___ Document

Ils ont besoin de transformer le pouvoir du démocratique et consommateur en
autoritaire et redistribué, car bientôt les ressources deviendront
insuffisantes. Les États-Unis se trouvant au bord de la faillite sont le
conducteur principal de ce plan.
Ils préparent
un immense conflit. Tout ce qui se passe aujourd'hui en Ukraine est une
préparation à la troisième guerre mondiale. Et leur objectif principal, c’est
la Russie, car c’est le pays le plus riche du monde et l’ennemi historique le
plus important. Après la Russie l'élite capitaliste s’en prendra à la Chine. Et
l'Ukraine ce n’est juste qu’un outil ! C'est le talon d'Achille de la
Russie.
Et cette
fois, ils ont franchi toutes les bornes. Pour déclarer Poutine dictateur, ils
avaient besoin de le discréditer, mettre dans une situation très difficile, et pour
cela ils se sont servis de mesures extrêmes - le nazisme.
Je me
souviens du propos de Brecht, qui a écrit en 1938 - « Quand la démocratie se
transformera en fascisme, elle aura le visage de l'Amérique ». Et tout cela
se réalise sous nos yeux, l'Amérique utilise ouvertement le nazisme.
Tout le
monde sait qu'ils ont dépensé plusieurs milliards de dollars pour "un
nouvel avenir pour l'Ukraine qu’elle mérite" - une belle expression de Victoria
Nuland, mais ils sont devenus eux-mêmes des fascistes.

______

Travail demandé:
- 1) Selon le texte sur l'Ukraine, pourquoi la Russie constitue-t-elle l'objectif principal ? Répondez en une à trois phrases.
- 2) D'après le texte sur l'Ukraine, en quelle année Brecht a-t-il écrit le propos cité ?
- 3) Reprenez le texte sur l'Ukraine à la suite de sa dernière phrase et poursuivez sa rédaction.

___ Extraits de données

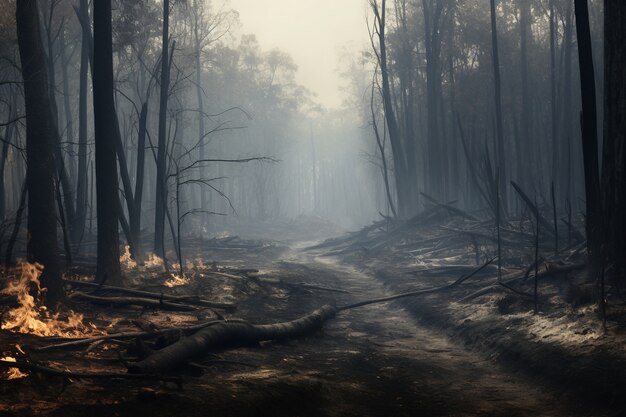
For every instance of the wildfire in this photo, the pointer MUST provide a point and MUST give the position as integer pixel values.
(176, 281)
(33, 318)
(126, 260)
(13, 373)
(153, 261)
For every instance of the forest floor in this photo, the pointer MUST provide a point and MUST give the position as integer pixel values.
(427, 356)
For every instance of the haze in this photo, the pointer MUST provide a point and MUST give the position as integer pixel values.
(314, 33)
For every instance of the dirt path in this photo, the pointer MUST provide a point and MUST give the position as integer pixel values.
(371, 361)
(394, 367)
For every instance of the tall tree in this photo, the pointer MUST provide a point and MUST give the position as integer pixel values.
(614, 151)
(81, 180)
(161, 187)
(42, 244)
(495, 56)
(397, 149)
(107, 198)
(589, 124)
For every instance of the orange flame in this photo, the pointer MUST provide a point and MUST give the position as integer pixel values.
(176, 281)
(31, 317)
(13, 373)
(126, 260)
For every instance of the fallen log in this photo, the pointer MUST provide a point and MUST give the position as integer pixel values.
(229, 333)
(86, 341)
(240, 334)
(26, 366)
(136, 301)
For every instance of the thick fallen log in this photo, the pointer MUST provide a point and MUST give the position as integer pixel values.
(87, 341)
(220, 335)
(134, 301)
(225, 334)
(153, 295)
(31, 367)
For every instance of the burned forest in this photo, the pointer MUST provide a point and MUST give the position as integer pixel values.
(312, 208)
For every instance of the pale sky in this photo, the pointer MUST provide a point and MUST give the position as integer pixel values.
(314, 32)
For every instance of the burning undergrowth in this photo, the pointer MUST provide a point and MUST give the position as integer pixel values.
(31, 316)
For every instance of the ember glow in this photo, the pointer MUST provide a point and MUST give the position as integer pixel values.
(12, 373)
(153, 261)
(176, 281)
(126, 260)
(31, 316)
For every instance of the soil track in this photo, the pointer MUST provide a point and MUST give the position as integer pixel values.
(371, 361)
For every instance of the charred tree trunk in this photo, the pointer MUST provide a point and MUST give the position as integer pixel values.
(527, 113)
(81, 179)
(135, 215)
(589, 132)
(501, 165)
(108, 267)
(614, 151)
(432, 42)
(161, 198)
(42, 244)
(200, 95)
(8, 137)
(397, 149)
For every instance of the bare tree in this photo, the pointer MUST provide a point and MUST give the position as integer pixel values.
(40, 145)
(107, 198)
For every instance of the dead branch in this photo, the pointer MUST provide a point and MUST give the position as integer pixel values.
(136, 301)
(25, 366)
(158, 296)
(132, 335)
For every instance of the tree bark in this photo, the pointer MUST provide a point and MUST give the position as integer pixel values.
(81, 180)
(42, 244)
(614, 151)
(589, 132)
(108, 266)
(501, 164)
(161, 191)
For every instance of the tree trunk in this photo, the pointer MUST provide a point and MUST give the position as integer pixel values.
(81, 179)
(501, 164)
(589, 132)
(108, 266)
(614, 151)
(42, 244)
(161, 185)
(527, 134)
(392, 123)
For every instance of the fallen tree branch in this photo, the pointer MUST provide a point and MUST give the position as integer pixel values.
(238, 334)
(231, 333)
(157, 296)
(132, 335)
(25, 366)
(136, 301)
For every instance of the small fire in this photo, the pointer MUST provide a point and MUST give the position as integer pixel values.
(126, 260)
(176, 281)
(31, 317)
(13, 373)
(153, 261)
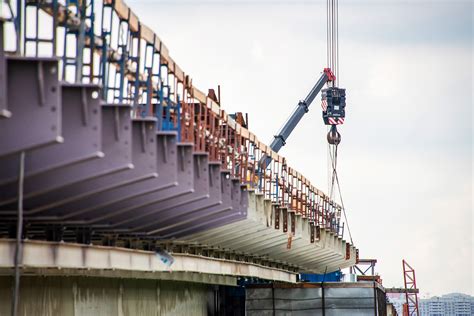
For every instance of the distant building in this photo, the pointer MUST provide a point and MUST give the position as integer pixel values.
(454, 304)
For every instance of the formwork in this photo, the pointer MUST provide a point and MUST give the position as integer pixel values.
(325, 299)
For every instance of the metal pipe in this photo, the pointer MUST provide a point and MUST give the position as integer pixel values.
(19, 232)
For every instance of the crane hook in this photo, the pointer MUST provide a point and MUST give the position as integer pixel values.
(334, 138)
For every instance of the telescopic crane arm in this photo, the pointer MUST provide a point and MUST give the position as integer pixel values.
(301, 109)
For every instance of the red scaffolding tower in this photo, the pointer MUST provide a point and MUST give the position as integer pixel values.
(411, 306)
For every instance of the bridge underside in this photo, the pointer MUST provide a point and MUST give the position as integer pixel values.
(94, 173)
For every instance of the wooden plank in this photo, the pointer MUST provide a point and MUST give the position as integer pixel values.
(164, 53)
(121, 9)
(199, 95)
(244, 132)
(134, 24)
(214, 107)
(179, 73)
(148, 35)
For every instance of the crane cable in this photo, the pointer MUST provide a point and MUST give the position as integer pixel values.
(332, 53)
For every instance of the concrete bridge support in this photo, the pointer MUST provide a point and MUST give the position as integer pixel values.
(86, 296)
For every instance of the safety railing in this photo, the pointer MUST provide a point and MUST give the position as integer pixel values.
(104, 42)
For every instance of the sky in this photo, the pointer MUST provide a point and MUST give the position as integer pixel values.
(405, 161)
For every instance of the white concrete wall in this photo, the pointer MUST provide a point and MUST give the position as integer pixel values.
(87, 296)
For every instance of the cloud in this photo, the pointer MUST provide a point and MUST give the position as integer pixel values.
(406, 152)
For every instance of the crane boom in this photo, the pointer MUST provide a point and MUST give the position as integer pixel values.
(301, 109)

______

Résultats de l'exercice:
- 1) La Russie est l'objectif principal parce qu'elle est le pays le plus riche du monde. Elle est aussi l'ennemi historique le plus important.

- 2) En 1938.

- 3)
Lorsque
le sénateur McCain va à l"EuroMaidan" et soutient ouvertement les
dirigeants nazis ukrainiens, lui, un des hommes les plus influents, le candidat
à la présidentielle avoue au monde entier qu'il est un nazi. C’est la même histoire
pour John Kerry. Les dirigeants américains ont ouvertement déclaré au monde
qu'ils sont les amis des nazis. Nous voyons en Ukraine la fin de la démocratie
occidentale.
L’Occident,
le lieu où autrefois on respectait les droits de l’homme, où on respectait la
liberté du choix, les principes de séparation des pouvoirs, a cessé d'exister.
Dans deux
ou trois ans, ce sera évident ce qu'ils ont fait en Ukraine, le monde apprendra
certainement ce qui s'est véritablement passé à Odessa. Trois mois après la
tragédie de la Maison des syndicats, et l'Europe se trouve déjà dans une
situation difficile, car elle a encouragé et fortement soutenu des bourreaux.
Mais...
une seule précision - ce n'était, de loin, pas toute l’Europe, mais l'Allemagne
en la personne de Mme Merkel et du ministre des Affaires étrangères M. Steinmeier,
et il y avait également beaucoup d’opposants, en particulier parmi les industriels.
Puis il y
a eu la Pologne, les républiques baltes. Le reste de l'Europe n’avait pas
soutenu le coup d'État à Kiev et a condamné l'action punitive des nouvelles soi-disant
autorités. Lors de la préparation de l'opération à Maïdan, puis lors de la
préparation des résolutions à Vilnius, personne n’a consulté l'Italie, l'Espagne,
la Grèce, le Portugal. Ces décisions ont été préparées dans la cuisine de
Bruxelles sous la direction des États-Unis.
Maïdan est
un double coup à la Russie et à l'Europe. Pourquoi Obama par deux fois au cours
de deux mois a-t-il visité l'Europe ? C'est sans précédent. Auparavant, il
n'avait pas fait plus d'un voyage par an.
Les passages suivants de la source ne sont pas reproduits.